▸ EXCERPT TO READ:
Photo by: Sydney Gray
When computer science teacher Jared Stites awoke in the middle of the night to his wife crying out in pain, he had no idea that it would be the night his family’s life would be turned upside down. With an unceasing pain near her spleen, a series of scans concluded the problem was something Jared said he didn’t expect.
His wife, Leah Stites, had developed a rare form of cancer that had begun to spread to the rest of her body.
Leah has been diagnosed with Non Hodgkin’s Lymphoma, a type of cancer that occurs when the body produces too many abnormal lymphocytes, a type of white blood cell. Leah was originally diagnosed with advanced stage Follicular Non Hodgkin’s, which means the cancer is slow-growing, but it had already begun to enter into her bone marrow. But soon after, it was discovered the cancer had begun to spread and mutate into Double Hit B Cell cancer, a rapidly-growing form of cancer that can be treated with intensive chemotherapy.
Leah will undergo a form of chemotherapy that will take five days to administer for each treatment. She will be admitted as a patient to the hospital every three weeks to receive the treatment and will stay there for one week. The treatment will occur every three weeks until February, and then she will be reevaluated to decide what treatment will be needed next. Leah and Jared have two children who are both under the age of nine, and Jared said they are trying to find a way to help their kids understand what is going on with their mom.

▸ TASK 1: Recast the paragraph of the article beginning "Leah will undergo a form of chemotherapy" as a short bulleted list that keeps its main facts.
▸ TASK 2: Please copy out the article's text from "His wife, Leah" to "with intensive chemotherapy.".

▸ RECORD EXTRACTS:
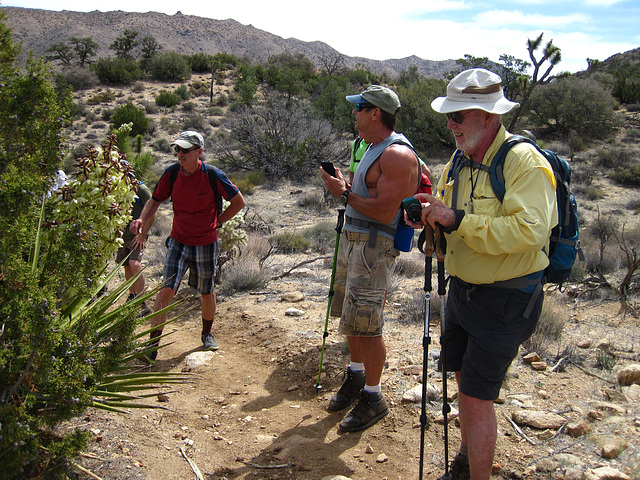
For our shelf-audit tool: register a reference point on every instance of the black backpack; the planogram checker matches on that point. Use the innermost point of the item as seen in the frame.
(212, 172)
(564, 243)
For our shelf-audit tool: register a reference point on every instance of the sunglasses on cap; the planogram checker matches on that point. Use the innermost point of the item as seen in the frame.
(178, 149)
(361, 106)
(456, 117)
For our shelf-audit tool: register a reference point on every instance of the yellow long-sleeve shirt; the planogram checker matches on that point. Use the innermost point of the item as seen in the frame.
(500, 241)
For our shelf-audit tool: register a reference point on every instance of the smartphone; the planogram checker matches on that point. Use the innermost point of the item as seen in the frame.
(413, 207)
(329, 168)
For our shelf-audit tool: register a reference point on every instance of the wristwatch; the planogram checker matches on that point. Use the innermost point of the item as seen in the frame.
(345, 196)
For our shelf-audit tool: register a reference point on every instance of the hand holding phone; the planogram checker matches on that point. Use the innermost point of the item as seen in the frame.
(329, 168)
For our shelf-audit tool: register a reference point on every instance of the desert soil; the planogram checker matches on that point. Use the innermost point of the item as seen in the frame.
(252, 410)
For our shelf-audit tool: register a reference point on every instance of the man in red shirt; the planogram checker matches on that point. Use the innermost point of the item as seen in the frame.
(193, 243)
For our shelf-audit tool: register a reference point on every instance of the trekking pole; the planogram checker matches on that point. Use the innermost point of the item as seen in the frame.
(427, 233)
(339, 226)
(441, 248)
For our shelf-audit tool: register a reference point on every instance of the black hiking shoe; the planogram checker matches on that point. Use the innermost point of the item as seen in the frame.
(209, 343)
(458, 469)
(370, 408)
(349, 391)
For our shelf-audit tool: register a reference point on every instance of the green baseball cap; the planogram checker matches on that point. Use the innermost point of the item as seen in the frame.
(382, 97)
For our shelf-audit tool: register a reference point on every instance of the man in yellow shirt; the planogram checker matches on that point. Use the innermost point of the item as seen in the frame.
(494, 255)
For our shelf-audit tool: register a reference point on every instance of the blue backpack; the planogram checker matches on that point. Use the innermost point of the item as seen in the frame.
(564, 243)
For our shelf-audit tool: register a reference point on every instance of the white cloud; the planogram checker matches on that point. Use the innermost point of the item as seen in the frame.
(517, 18)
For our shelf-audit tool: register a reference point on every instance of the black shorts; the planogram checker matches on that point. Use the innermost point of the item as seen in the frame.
(483, 331)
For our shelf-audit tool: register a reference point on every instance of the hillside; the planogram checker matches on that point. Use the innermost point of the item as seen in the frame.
(38, 29)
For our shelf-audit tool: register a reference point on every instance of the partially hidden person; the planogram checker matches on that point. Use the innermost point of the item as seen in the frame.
(196, 190)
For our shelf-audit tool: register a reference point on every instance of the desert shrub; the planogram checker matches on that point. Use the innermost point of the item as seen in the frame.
(289, 242)
(312, 200)
(199, 88)
(170, 67)
(103, 96)
(78, 78)
(188, 106)
(629, 176)
(243, 274)
(194, 121)
(215, 112)
(550, 325)
(183, 92)
(282, 138)
(149, 107)
(129, 113)
(201, 62)
(322, 236)
(117, 71)
(243, 183)
(167, 99)
(605, 360)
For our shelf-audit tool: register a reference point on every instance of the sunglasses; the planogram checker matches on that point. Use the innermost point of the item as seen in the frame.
(361, 106)
(179, 149)
(456, 117)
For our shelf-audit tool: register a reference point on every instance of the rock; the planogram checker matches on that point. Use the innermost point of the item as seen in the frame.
(530, 358)
(199, 359)
(632, 393)
(540, 366)
(614, 395)
(414, 395)
(292, 297)
(629, 375)
(604, 473)
(609, 407)
(382, 458)
(584, 343)
(538, 419)
(611, 446)
(575, 430)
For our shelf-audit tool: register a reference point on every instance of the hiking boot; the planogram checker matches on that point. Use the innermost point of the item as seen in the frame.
(144, 310)
(370, 408)
(349, 391)
(209, 342)
(458, 469)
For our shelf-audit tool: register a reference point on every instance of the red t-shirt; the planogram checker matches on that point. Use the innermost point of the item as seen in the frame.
(194, 206)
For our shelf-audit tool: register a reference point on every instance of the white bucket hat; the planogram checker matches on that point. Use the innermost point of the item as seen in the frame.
(475, 88)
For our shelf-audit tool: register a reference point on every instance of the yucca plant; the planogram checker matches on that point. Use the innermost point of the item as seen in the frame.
(63, 346)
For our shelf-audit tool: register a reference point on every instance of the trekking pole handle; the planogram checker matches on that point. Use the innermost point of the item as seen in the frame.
(340, 223)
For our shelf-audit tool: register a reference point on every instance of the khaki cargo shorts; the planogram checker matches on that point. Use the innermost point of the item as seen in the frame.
(360, 285)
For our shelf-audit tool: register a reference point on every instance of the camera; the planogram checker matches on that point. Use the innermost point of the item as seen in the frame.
(329, 168)
(413, 207)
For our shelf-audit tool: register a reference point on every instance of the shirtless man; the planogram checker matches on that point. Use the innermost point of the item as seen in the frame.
(387, 174)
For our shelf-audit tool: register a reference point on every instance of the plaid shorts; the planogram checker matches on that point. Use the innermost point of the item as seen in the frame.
(200, 260)
(125, 249)
(360, 285)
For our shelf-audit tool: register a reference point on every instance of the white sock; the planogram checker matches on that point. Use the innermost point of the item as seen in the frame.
(356, 367)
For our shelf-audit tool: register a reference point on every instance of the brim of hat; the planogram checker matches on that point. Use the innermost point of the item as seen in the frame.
(500, 107)
(356, 99)
(183, 144)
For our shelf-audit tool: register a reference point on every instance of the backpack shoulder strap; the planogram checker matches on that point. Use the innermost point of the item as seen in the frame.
(213, 182)
(497, 164)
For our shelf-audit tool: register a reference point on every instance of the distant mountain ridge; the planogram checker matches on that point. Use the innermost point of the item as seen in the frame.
(37, 29)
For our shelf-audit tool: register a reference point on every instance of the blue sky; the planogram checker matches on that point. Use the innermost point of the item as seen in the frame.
(430, 29)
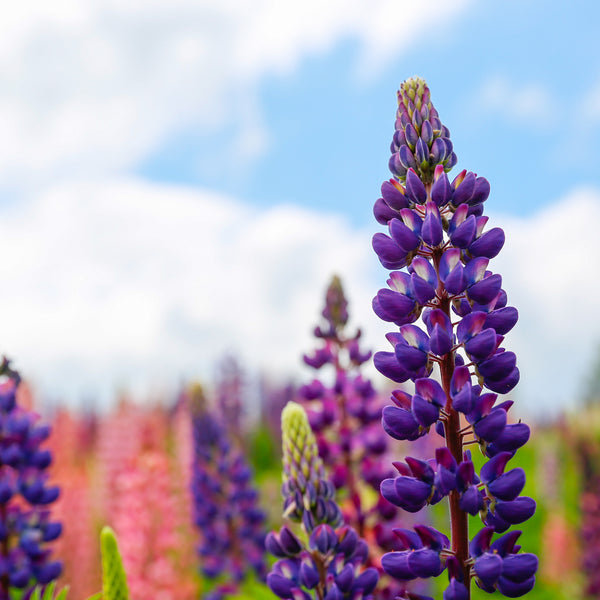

▸ EXERCISE OUTPUT 1:
- Leah's chemotherapy takes five days to administer for each treatment.
- She will be admitted to the hospital every three weeks for the treatment and stay one week.
- The treatments continue every three weeks until February, when she will be reevaluated to decide what treatment comes next.
- Leah and Jared have two children, both under nine, and Jared said they are trying to help the kids understand what is happening with their mom.

▸ EXERCISE OUTPUT 2:
His wife, Leah Stites, had developed a rare form of cancer that had begun to spread to the rest of her body.
Leah has been diagnosed with Non Hodgkin’s Lymphoma, a type of cancer that occurs when the body produces too many abnormal lymphocytes, a type of white blood cell. Leah was originally diagnosed with advanced stage Follicular Non Hodgkin’s, which means the cancer is slow-growing, but it had already begun to enter into her bone marrow. But soon after, it was discovered the cancer had begun to spread and mutate into Double Hit B Cell cancer, a rapidly-growing form of cancer that can be treated with intensive chemotherapy.